EXERCISE DETAILS = Wherever the line with "Target: stainless steel refrigerator" sits in the listing below, transcribe from it up to and including the line with "Target: recessed ceiling light", exactly, and leave the remaining lines out.

**** EXCERPTED DATA ****

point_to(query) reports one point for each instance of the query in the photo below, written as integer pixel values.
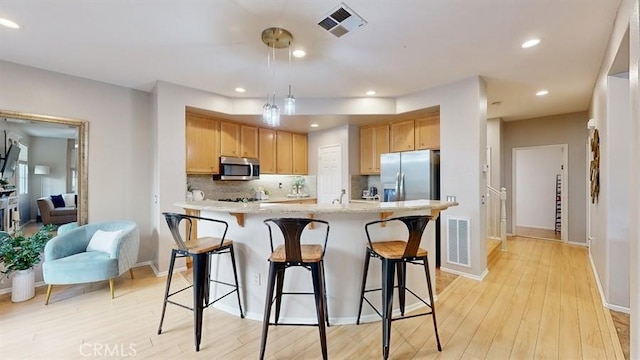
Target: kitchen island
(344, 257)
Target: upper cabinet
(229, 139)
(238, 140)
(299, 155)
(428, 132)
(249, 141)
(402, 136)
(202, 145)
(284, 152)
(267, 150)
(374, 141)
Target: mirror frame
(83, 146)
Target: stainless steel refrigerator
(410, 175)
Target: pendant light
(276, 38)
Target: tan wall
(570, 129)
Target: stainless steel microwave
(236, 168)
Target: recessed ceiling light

****
**** EXCERPTED DATA ****

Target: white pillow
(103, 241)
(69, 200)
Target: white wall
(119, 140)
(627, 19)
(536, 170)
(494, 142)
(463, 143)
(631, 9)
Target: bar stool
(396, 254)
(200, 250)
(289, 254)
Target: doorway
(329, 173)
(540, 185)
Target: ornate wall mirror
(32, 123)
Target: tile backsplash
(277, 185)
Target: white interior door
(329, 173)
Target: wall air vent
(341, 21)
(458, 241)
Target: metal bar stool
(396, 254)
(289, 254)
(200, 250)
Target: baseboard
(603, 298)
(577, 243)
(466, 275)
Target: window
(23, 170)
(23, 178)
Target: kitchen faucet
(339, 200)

****
**** EXCERPTED DATA ****

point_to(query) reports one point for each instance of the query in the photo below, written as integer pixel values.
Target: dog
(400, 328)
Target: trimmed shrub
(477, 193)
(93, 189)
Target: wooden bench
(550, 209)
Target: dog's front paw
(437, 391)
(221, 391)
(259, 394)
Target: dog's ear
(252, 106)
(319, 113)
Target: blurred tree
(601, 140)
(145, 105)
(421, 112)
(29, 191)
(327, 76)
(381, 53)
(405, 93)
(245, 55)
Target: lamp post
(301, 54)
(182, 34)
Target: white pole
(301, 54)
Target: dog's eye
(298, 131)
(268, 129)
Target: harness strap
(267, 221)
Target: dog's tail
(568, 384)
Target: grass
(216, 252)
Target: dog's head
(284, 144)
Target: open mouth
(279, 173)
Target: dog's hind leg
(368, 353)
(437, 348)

****

RESPONSE AREA =
Target: stainless steel refrigerator
(410, 175)
Target: pendant light
(276, 38)
Target: tan wall
(570, 129)
Target: stainless steel microwave
(236, 168)
Target: recessed ceiling light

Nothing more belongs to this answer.